→ DOCUMENT EXCERPT
Combining results from threaded calculations

Tamas_Papp · June 17, 2024, 12:13pm

I have a calculation which

uses a buffer for a subset of a cohort of agents (in the MWE below, each has different \kappa),
steps this forward from a given value in time,
calculates some aggregate at each point in time.

Below is a much-simplified but self-contained MWE. The key functions are step_cohort_buffer! and aggregate_cohort_buffer, which stand in for much more complex calculations (for economists: this is an OG model).

For the actual problem I have 24 subgroups for each cohort, in the MWE I have two (κs). I would like to step these in parallel.

I am at loss how to do this nicely. Eg would simply using a ConcurrentDict be sufficient? What part should I wrap with locks? Or should I use atomic constructs? (You can tell that I am clueless about atomics and threads and all that stuff).

## take this part as given, implementing primitives
using LogExpFunctions

const MAX_AGE = 10

mutable struct CohortBuffer{T}
    age::Int
    t::Int
    values::Vector{T}
    κ::T
end

function make_cohort_buffer(t, κ; N = 10)
    CohortBuffer(1, t, rand(N), κ)
end

function step_cohort_buffer!(buffer::CohortBuffer)
    (; values, age, κ) = buffer
    @assert age ≤ MAX_AGE
    for i in eachindex(values)
        # stand-in for a much more complex calculation
        buffer.values[i] = logaddexp(buffer.values[i], κ / age)
    end
    buffer.age += 1
    buffer.t += 1
    buffer
end

struct Aggregate{T}
    x::T
    c::Int
end

aggregate_cohort_buffer(buffer) = Aggregate(sum(buffer.values), 1)

Base.:+(a::Aggregate, b::Aggregate) = Aggregate(a.x + b.x, a.c + b.c)


# I need help parallelizing this part safely
function calculation(ts, κs)
    result = Dict{Int,Aggregate{Float64}}()
    for t in ts
        # this I would like to parallelize
        for κ in κs
            buffer = make_cohort_buffer(t, κ)
            while buffer.age ≤ MAX_AGE
                step_cohort_buffer!(buffer)
                aggr = aggregate_cohort_buffer(buffer)
                τ = buffer.t
                if haskey(result, τ)
                    result[τ] += aggr
                else
                    result[τ] = aggr
                end
            end
        end
    end
    result
end

result = calculation(0:10, [0.1, 0.2])

Tamas_Papp · June 17, 2024, 12:21pm

A clarification: for the actual calculation, step_cohort_buffer! contains the most costly part. The cost of aggregate_cohort_buffer is trivial.

Tamas_Papp · June 17, 2024, 1:25pm

Would Actors.jl work for this use case? Or is that overkill? I find the documentation nice and the concept easy to understand. But I am wondering if this avoid data races and other pitfalls.

using Actors: spawn, call
using Base.Threads: @threads

function accumulate(dict::Dict, t::Int, aggregate::Aggregate)

→ OBJECTIVES
A) Please reproduce the part of the forum thread on combining threaded results that opens with the words containing "uses a buffer" and closes with "an OG model).".
B) According to the forum thread on combining threaded results, which function contains the most costly part of the actual calculation?

→ ROWS
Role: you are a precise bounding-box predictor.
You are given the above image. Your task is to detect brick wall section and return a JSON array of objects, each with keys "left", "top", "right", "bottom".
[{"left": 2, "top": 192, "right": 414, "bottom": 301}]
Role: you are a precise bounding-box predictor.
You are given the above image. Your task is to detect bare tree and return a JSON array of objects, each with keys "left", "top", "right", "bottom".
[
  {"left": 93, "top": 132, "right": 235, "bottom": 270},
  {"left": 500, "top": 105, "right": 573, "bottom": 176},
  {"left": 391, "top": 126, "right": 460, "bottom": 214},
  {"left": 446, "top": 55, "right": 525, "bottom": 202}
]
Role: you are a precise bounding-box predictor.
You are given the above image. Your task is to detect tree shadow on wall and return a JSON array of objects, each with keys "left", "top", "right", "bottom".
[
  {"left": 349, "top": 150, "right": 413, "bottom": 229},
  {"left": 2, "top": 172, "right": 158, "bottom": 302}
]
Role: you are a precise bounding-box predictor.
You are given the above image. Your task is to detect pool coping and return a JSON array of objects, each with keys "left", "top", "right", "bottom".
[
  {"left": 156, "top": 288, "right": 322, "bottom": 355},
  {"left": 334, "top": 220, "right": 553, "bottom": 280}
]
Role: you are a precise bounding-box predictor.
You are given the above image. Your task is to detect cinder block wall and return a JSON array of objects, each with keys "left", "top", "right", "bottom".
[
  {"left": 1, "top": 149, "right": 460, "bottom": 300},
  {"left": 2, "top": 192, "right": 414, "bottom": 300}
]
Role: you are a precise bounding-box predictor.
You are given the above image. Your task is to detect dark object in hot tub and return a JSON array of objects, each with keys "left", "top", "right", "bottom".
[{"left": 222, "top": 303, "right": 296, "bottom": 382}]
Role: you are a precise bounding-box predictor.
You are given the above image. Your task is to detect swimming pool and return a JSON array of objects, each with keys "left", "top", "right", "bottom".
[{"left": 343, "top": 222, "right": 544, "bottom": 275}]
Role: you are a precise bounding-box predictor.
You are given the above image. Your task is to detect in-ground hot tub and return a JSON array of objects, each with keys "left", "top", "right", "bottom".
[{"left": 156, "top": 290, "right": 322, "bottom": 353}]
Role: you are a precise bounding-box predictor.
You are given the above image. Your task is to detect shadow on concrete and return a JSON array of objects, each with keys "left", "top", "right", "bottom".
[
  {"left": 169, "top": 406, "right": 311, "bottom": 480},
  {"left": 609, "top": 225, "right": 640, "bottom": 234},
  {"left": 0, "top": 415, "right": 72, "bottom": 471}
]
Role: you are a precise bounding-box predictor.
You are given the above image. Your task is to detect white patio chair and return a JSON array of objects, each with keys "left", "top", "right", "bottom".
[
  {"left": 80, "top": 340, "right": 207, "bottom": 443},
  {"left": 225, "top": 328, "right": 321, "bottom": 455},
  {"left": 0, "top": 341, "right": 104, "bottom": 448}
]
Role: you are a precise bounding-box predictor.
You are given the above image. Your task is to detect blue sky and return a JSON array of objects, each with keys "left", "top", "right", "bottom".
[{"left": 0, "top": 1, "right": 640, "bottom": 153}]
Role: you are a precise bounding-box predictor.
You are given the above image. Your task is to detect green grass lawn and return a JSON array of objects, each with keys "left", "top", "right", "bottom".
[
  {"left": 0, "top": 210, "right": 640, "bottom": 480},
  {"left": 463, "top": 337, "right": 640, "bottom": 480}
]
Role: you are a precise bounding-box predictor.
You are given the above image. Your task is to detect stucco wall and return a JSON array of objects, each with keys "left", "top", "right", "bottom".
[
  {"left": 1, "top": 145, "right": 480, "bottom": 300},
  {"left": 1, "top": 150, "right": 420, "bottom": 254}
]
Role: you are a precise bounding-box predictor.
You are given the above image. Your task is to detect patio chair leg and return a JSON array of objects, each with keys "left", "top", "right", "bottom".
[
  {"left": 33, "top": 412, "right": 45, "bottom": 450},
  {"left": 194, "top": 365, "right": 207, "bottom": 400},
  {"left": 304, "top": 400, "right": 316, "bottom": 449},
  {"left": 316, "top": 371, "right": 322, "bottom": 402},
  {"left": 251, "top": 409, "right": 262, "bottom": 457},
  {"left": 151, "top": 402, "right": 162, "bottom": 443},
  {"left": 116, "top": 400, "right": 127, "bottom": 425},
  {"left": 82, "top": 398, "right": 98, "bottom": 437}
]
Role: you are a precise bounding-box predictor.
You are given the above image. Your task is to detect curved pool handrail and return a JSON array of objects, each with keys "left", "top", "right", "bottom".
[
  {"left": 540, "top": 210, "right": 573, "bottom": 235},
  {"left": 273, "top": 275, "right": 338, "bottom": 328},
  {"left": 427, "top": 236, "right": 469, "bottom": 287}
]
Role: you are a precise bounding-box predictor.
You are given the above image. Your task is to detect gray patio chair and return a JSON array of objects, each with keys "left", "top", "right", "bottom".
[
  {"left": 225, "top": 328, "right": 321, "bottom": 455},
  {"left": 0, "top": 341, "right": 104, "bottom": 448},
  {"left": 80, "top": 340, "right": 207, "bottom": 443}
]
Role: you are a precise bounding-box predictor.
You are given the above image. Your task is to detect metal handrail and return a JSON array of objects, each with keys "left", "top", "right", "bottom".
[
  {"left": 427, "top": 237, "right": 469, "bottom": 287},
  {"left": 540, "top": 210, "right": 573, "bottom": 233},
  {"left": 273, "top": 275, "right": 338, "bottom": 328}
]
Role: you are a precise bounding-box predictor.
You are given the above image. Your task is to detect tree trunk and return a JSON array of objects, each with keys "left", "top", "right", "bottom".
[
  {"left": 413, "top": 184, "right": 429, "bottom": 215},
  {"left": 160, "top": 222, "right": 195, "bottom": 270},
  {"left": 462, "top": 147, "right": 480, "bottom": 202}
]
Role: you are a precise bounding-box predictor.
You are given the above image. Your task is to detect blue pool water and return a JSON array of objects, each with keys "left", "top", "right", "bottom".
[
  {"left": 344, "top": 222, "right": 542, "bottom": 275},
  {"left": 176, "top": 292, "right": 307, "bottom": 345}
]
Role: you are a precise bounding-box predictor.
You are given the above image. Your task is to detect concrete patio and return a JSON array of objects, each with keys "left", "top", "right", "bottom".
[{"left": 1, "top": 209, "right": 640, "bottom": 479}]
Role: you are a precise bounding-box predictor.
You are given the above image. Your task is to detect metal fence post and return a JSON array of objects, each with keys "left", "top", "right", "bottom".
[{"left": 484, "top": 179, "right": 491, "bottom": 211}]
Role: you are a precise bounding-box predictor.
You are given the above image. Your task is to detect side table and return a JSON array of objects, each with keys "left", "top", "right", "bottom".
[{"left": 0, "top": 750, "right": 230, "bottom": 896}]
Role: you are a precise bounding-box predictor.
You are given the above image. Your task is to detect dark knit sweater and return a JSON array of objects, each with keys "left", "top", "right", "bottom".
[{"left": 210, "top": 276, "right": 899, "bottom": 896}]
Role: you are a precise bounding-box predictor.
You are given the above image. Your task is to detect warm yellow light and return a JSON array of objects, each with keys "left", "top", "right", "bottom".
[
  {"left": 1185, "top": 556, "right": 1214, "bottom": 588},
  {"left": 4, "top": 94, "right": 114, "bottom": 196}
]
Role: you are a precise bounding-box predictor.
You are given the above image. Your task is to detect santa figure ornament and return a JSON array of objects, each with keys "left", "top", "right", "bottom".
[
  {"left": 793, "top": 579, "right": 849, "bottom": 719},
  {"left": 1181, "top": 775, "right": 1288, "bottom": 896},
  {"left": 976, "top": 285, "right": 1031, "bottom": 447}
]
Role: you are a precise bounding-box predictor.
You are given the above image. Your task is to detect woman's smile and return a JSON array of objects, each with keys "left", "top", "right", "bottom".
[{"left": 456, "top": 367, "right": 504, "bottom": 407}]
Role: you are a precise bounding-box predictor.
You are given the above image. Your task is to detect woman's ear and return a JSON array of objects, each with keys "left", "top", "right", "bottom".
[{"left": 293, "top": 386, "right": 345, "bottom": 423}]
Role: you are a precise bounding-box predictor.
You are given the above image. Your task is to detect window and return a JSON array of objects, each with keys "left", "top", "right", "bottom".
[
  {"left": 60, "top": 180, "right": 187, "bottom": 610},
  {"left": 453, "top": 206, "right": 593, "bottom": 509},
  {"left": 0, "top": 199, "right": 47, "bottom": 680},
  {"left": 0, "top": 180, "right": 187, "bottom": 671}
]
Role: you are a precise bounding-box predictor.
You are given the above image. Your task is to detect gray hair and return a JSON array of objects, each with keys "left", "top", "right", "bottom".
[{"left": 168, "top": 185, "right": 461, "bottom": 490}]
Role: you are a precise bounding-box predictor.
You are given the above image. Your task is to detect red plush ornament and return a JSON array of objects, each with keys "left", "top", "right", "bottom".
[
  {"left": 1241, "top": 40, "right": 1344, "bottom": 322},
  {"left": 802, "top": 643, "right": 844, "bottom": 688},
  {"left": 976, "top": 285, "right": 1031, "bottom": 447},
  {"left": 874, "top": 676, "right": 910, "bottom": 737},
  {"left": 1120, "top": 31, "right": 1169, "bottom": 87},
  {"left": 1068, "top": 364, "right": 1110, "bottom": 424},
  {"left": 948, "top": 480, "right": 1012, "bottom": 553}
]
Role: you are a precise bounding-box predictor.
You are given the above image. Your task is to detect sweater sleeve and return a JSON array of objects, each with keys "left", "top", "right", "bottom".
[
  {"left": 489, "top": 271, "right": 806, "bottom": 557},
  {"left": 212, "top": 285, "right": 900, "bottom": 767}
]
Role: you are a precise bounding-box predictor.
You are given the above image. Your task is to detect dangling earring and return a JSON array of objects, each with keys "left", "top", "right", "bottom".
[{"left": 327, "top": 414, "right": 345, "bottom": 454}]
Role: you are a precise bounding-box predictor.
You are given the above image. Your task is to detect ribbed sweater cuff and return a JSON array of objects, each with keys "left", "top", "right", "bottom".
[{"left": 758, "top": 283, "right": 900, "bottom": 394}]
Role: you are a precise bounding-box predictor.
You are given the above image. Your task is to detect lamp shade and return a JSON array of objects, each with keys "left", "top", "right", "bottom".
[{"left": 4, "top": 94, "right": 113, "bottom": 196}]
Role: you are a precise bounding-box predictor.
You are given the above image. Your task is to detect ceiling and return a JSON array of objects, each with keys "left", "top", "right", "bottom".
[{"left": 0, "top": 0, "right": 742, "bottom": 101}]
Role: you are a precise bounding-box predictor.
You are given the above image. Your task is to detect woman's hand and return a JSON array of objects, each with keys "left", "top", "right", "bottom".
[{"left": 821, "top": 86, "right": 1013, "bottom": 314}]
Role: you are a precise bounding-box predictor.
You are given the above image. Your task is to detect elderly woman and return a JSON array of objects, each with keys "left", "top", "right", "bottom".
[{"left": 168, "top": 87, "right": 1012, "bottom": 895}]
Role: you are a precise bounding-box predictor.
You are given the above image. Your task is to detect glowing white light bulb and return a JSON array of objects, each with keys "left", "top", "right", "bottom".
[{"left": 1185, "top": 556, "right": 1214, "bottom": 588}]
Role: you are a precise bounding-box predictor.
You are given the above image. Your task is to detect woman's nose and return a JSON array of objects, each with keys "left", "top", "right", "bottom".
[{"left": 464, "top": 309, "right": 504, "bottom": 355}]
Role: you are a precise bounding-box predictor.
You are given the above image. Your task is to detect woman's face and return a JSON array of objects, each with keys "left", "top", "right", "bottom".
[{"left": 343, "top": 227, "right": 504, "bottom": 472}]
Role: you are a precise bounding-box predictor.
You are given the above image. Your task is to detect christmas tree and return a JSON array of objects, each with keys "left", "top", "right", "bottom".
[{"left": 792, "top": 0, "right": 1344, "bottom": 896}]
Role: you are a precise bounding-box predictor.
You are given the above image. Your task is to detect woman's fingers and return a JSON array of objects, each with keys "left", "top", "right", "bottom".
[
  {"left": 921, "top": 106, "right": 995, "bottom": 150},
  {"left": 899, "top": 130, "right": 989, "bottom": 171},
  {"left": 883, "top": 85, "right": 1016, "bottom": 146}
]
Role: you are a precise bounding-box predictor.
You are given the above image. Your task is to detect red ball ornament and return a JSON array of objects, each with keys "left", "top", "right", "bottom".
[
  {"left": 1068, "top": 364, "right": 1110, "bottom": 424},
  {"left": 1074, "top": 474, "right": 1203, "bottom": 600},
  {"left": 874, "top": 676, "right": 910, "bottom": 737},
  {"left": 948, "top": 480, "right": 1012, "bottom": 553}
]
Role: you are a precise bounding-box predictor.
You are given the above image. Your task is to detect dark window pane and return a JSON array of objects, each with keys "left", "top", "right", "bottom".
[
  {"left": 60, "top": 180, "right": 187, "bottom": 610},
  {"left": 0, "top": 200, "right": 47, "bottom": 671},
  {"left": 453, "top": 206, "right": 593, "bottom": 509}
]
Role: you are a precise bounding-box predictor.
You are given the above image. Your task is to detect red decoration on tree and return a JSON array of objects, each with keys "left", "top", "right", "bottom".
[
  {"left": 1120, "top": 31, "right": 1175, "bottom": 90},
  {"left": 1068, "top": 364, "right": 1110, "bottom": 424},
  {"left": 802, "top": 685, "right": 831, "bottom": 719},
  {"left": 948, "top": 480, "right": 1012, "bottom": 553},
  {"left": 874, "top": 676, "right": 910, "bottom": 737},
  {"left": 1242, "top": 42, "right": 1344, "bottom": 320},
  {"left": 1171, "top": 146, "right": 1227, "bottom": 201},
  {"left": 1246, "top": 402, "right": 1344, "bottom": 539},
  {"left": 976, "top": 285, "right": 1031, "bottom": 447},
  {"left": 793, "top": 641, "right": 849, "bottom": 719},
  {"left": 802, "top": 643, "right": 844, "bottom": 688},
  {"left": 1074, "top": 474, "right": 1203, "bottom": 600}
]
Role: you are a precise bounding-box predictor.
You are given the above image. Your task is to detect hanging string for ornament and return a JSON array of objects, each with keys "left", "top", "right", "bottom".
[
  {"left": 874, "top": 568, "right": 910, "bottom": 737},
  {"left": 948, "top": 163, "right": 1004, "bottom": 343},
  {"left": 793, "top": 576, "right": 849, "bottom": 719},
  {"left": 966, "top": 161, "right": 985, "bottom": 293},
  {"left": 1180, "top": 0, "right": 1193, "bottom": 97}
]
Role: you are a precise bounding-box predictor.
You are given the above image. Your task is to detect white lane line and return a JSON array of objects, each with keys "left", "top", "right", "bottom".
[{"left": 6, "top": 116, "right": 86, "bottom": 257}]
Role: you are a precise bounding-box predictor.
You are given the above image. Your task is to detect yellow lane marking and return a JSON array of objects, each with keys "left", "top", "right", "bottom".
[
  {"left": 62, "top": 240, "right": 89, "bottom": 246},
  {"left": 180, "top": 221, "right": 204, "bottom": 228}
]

→ RESPONSE LIST
A)
uses a buffer for a subset of a cohort of agents (in the MWE below, each has different \kappa),
steps this forward from a given value in time,
calculates some aggregate at each point in time.

Below is a much-simplified but self-contained MWE. The key functions are step_cohort_buffer! and aggregate_cohort_buffer, which stand in for much more complex calculations (for economists: this is an OG model).

B) step_cohort_buffer!